Dari hasil analisis dalam karya akhir ini diketahui bahwa produk pembiayaan Bank Syariah "X" yang paling profitable dan memberikan nilai tambah (EVA) yang terbesar bagi pemodal adalah produk BBA (Bai Bithaman Ajil). Produk tersebut memberikan keuntungan (bagi hasil) yang sangat besar, sementara biaya operasinya (hasil kalkulasi ABC) relatif sangat kecil dibandingkan dengan keuntungan yang diperoleh. Setelah dibebankan biaya modal yang sebanding dengan proporsi dana yang diserap, produk pembiayaan ini masih memberikan nilai EVA yang terbesar. Hal ini dapat dijadikan bahan pertimbangan bagi manajemen dan pemilik modal perusahaan bahwa produk pembiayaan BBA sangat menguntungkan untuk terus dipertahankan karena memberikan profit bagi perusahaan sekaligus potensi nilai tambah yang sangat besar bagi penanam modal.

#####

URAIAN TUGAS => Tolong sunting bagian teks tentang produk pembiayaan BBA dari "Dari hasil analisis" sampai "bagi penanam modal." dengan mengganti "penanam modal" menjadi "investor".

#####

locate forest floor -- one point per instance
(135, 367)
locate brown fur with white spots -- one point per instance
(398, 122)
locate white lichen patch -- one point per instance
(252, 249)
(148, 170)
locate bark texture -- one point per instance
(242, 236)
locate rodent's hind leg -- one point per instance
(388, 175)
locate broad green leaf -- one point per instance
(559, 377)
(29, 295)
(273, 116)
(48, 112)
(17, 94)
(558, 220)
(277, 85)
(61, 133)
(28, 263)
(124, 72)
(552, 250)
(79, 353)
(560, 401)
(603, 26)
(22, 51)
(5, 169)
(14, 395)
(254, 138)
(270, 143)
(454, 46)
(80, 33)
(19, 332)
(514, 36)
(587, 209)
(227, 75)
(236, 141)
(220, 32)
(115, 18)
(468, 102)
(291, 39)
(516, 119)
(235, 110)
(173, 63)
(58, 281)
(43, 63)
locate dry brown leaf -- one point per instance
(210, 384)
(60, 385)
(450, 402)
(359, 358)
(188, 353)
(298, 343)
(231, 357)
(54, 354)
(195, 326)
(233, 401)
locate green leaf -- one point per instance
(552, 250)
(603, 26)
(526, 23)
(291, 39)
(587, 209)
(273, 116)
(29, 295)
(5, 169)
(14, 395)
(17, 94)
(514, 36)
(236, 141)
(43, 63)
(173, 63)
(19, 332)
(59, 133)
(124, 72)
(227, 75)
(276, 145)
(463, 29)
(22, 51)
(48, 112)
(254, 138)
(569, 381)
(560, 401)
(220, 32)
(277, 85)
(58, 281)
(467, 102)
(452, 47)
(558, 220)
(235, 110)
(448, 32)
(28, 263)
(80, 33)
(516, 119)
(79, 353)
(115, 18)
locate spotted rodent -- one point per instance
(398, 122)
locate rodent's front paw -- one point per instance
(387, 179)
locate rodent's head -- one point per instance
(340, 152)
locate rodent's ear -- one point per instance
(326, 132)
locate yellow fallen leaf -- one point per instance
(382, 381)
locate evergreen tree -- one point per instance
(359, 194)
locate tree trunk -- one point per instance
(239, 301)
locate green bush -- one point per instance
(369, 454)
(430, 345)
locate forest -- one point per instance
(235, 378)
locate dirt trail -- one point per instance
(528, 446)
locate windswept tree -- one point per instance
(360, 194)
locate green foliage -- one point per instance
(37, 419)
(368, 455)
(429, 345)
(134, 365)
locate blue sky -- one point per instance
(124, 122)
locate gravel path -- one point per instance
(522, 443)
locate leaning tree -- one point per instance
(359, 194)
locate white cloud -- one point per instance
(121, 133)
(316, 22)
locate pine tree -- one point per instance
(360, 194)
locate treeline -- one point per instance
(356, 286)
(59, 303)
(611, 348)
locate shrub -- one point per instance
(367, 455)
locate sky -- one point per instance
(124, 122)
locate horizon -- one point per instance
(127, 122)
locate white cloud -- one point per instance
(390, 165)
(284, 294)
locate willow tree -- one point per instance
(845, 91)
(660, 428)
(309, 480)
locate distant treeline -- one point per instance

#####

JAWABAN TERTULIS =>
Dari hasil analisis dalam karya akhir ini diketahui bahwa produk pembiayaan Bank Syariah "X" yang paling profitable dan memberikan nilai tambah (EVA) yang terbesar bagi pemodal adalah produk BBA (Bai Bithaman Ajil). Produk tersebut memberikan keuntungan (bagi hasil) yang sangat besar, sementara biaya operasinya (hasil kalkulasi ABC) relatif sangat kecil dibandingkan dengan keuntungan yang diperoleh. Setelah dibebankan biaya modal yang sebanding dengan proporsi dana yang diserap, produk pembiayaan ini masih memberikan nilai EVA yang terbesar. Hal ini dapat dijadikan bahan pertimbangan bagi manajemen dan pemilik modal perusahaan bahwa produk pembiayaan BBA sangat menguntungkan untuk terus dipertahankan karena memberikan profit bagi perusahaan sekaligus potensi nilai tambah yang sangat besar bagi investor.